- _REQUIRED WORK_:
Rewrite the lines below with every "Provide" switched to "Return" and nothing else altered.
======== SOURCE RECORDS ========
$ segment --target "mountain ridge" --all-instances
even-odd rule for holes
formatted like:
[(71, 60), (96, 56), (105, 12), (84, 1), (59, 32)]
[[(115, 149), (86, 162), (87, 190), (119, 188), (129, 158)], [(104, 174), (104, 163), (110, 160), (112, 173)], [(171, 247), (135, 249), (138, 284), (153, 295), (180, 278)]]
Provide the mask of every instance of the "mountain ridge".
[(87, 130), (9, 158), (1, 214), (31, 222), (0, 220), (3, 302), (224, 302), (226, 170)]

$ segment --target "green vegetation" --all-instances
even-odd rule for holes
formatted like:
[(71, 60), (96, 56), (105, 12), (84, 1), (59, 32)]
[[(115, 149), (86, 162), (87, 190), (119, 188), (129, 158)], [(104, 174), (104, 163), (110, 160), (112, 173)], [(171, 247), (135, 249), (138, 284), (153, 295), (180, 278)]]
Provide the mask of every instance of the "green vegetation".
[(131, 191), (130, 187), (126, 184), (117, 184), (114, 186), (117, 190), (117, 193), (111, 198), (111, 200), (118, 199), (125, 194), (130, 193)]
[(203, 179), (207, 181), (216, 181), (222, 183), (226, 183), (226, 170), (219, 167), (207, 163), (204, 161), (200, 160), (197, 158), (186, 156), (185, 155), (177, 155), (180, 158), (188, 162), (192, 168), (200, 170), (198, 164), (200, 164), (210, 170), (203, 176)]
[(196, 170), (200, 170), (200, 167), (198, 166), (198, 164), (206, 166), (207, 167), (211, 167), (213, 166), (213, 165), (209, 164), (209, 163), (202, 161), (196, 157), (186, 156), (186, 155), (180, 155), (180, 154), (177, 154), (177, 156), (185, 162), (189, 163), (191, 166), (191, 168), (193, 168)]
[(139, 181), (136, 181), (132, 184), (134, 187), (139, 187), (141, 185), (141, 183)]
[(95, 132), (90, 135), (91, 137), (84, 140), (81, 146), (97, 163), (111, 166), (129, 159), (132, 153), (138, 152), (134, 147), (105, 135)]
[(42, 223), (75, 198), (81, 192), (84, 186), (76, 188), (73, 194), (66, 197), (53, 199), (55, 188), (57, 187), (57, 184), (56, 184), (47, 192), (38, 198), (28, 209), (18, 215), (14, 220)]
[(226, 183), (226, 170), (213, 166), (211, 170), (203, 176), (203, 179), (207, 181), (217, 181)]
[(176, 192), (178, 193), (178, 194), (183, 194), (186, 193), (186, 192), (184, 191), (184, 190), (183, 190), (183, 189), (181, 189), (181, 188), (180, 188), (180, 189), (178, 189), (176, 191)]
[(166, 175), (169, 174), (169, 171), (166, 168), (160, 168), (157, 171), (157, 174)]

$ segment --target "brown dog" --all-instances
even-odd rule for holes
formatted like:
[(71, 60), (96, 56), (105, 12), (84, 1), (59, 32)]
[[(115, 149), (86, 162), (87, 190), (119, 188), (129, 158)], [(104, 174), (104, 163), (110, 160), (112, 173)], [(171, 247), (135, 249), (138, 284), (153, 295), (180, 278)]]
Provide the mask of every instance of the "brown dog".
========
- _SOLUTION FOR THIS EXERCISE_:
$ segment --target "mountain ridge" --all-instances
even-odd rule for holes
formatted like:
[(71, 60), (96, 56), (105, 12), (84, 1), (59, 32)]
[[(115, 149), (86, 162), (87, 190), (119, 188), (129, 158)], [(104, 174), (104, 163), (110, 160), (112, 173)], [(171, 247), (135, 249), (138, 284), (153, 295), (180, 278)]]
Return the mask of every instance of the "mountain ridge".
[(87, 130), (9, 158), (1, 214), (31, 222), (0, 220), (3, 302), (224, 302), (226, 170)]

$ segment --target "green vegetation" --all-instances
even-odd rule for holes
formatted like:
[(71, 60), (96, 56), (105, 12), (84, 1), (59, 32)]
[[(115, 149), (86, 162), (87, 190), (119, 188), (129, 158)], [(104, 174), (104, 163), (110, 160), (112, 173)], [(171, 247), (135, 249), (138, 284), (153, 295), (180, 278)]]
Return the mask of every instance of the "green vegetation".
[(131, 191), (130, 187), (126, 184), (117, 184), (114, 186), (117, 190), (117, 193), (111, 198), (111, 200), (118, 199), (125, 194), (130, 193)]
[(203, 179), (207, 181), (216, 181), (222, 183), (226, 183), (226, 170), (219, 167), (207, 163), (204, 161), (200, 160), (197, 158), (186, 156), (185, 155), (177, 155), (180, 158), (188, 162), (192, 168), (200, 170), (198, 164), (200, 164), (210, 170), (203, 176)]
[(196, 170), (200, 170), (200, 167), (198, 166), (198, 164), (206, 166), (207, 167), (211, 167), (213, 166), (213, 165), (209, 164), (209, 163), (202, 161), (196, 157), (186, 156), (186, 155), (180, 155), (180, 154), (177, 154), (177, 156), (185, 162), (189, 163), (191, 166), (191, 168), (193, 168)]
[(139, 181), (136, 181), (132, 184), (134, 187), (139, 187), (141, 185), (141, 183)]
[(95, 132), (90, 135), (91, 137), (84, 140), (81, 146), (97, 163), (111, 166), (129, 159), (132, 153), (138, 152), (134, 147), (105, 135)]
[(42, 223), (75, 198), (81, 192), (84, 186), (76, 188), (73, 194), (66, 197), (53, 199), (55, 188), (57, 187), (57, 184), (56, 184), (47, 192), (38, 198), (28, 209), (18, 215), (14, 220)]
[(226, 183), (226, 170), (213, 166), (211, 170), (203, 176), (203, 179), (207, 181), (217, 181)]
[(176, 192), (178, 193), (178, 194), (183, 194), (186, 193), (186, 192), (184, 191), (184, 190), (183, 190), (183, 189), (181, 189), (181, 188), (180, 188), (180, 189), (178, 189), (176, 191)]
[(166, 175), (169, 174), (169, 171), (166, 168), (160, 168), (157, 171), (157, 174)]

$ segment --target "brown dog" --all-instances
even-odd rule for holes
formatted like:
[(71, 60), (96, 56), (105, 12), (84, 1), (59, 32)]
[[(115, 149), (86, 162), (87, 190), (119, 188), (129, 158)], [(104, 174), (104, 163), (110, 160), (112, 173)], [(171, 247), (135, 249), (138, 284), (153, 295), (180, 278)]]
Return the mask of every instance of the "brown dog".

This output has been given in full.